**EXPLORE THE MATERIAL:**
- 1) In the book review, which disease does genetic screening appear to have practically eliminated from the Ashkenazi population?
- 2) Update the book review by writing out everything from "Harry Ostrer further" down to "urbanization, education, etc.", with "wealth" changed to "income".

**SUPPLIED TEXT:**
▼

Harry Ostrer further covers Jewish intelligence, the section seemed slightly out of place, but Harry Ostrer does mention that there is still ongoing debate regarding genetic influence of intelligence or if it is a result of other factors such as wealth, urbanization, education, etc.
Medical studies were quite interesting which shows evidence how genetic screening has practically eliminated Tay-Sachs from the Ashkenazi population and that it is actually more common in Non Jews now than it is Jews. Other mentions are Gauchers disease and other genetic diseases that seem to be found in different Jewish populations not found in the Ashkenazi population.
Overall, the book was a pleasure to read, I felt that it refined my knowledge on the subject and that I had a better understanding on bottle neck populations and population clustering compared to before. The book by no means is pro Zionist or Anti-Semitic or even Pro Khazar/Anti Khazar. Infact, the book does quite the opposite as Harry Ostrer mentions that he refused to be influenced in some sort of political role to promote a concept of Jews being a single ethnicity/race or that they did not have any Hebrew origins. Harry Ostrer seems to promote a message of science, and I firmly believe this is why his book has been misunderstood by both sides of the spectrum. On one hand, you have the religious Jews who in some cases do not want to acknowledge that Jews are a race or a ethnicity but rather a religion, Harry Ostrer does mention that American Jews are the few people who do not want to be seen as a race which is understandable considering how Hitler alienated Jews in Nazi Germany and treated them as inferior, but does not warrant an excuse why scientific genetic studies should not be used to encourage and promote scientific studies.
On the other hand, the non religious, or perhaps those who are politically opposed to Israel or even perhaps anti-semitic may feel that Harry Ostrer is politically promoting Zionism or perhaps that the Jews are identifying themselves superior genetically, in other cases, individuals who oppose the historical context of Israel or the Jews even descending from the Israelite people may also feel that Harry Ostrer is promoting a very one dimensional view on the Jewish people.
From the viewpoint of Harry Ostrer, it appears once again that he states in his book that this is not the focus, and even goes on to state that Israels law of return does not use genetics/DNA to allow citizenship and that even converts to Judaism are able to "return" to the state. Harry Ostrer seems more keen on identifying a signature common in Jews to a core ancestor that bottlenecked and had mixed with other populations that separates them genetically.
From a personal viewpoint, I have used genetic testing from both FamilytreeDNA and 23andme and have learned a lot about my mixed Ashkenazi/Sephardic ancestry and my Kohanim paternal ancestors. I have also learned about genetic diseases that my family has inherited as a result. I cannot recommend this book enough to those who are also involved in genealogical testing and I feel Harry Ostrer did a great job despite minimal complaints on a few topics. 5 stars for a wonderful book.

▲

Region pointing data

▼

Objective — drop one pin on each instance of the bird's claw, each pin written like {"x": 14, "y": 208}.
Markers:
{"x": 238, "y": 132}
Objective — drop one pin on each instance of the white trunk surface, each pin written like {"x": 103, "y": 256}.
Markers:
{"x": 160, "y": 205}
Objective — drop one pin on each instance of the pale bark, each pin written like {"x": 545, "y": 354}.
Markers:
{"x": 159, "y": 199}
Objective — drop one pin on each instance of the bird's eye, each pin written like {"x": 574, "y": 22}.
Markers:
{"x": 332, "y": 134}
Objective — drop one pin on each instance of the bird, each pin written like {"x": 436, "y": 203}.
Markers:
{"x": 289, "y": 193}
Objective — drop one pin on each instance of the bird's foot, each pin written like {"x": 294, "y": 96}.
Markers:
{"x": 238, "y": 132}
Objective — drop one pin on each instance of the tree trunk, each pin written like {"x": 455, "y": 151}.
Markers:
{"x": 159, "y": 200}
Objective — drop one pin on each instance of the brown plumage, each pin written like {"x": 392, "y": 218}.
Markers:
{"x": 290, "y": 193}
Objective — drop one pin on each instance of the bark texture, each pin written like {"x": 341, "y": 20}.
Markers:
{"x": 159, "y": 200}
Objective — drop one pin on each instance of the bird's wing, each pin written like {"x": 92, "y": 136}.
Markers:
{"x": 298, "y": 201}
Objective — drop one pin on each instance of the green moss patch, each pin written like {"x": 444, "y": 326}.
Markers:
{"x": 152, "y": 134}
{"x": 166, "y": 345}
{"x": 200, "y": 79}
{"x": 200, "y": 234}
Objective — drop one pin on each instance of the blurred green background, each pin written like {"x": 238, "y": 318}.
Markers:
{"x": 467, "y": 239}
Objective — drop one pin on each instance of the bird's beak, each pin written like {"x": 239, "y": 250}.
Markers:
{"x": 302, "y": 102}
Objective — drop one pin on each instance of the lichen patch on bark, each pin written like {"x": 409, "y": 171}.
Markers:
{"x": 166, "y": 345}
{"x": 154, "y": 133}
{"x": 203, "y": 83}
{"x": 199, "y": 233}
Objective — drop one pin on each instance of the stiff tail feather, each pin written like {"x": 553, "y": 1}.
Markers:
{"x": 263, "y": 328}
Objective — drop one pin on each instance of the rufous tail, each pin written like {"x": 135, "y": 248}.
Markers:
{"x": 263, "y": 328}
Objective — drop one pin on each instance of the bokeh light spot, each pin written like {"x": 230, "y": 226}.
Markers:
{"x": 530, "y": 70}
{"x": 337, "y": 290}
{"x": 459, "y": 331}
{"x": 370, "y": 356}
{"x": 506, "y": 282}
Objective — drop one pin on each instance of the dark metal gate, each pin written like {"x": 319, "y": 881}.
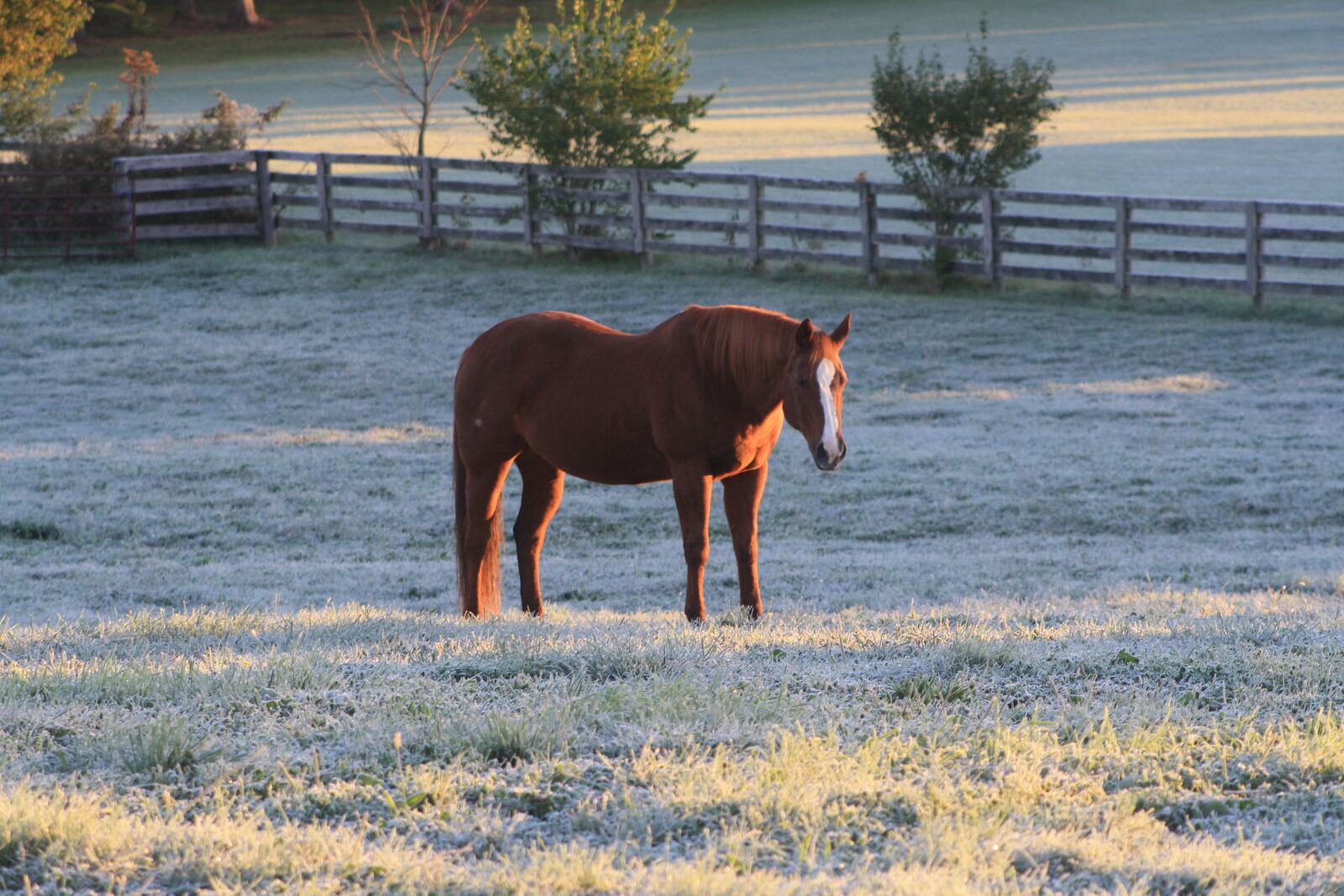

▲

**ACTIVITY ANSWERS:**
- 1) Tay-Sachs.

- 2)
Harry Ostrer further covers Jewish intelligence, the section seemed slightly out of place, but Harry Ostrer does mention that there is still ongoing debate regarding genetic influence of intelligence or if it is a result of other factors such as income, urbanization, education, etc.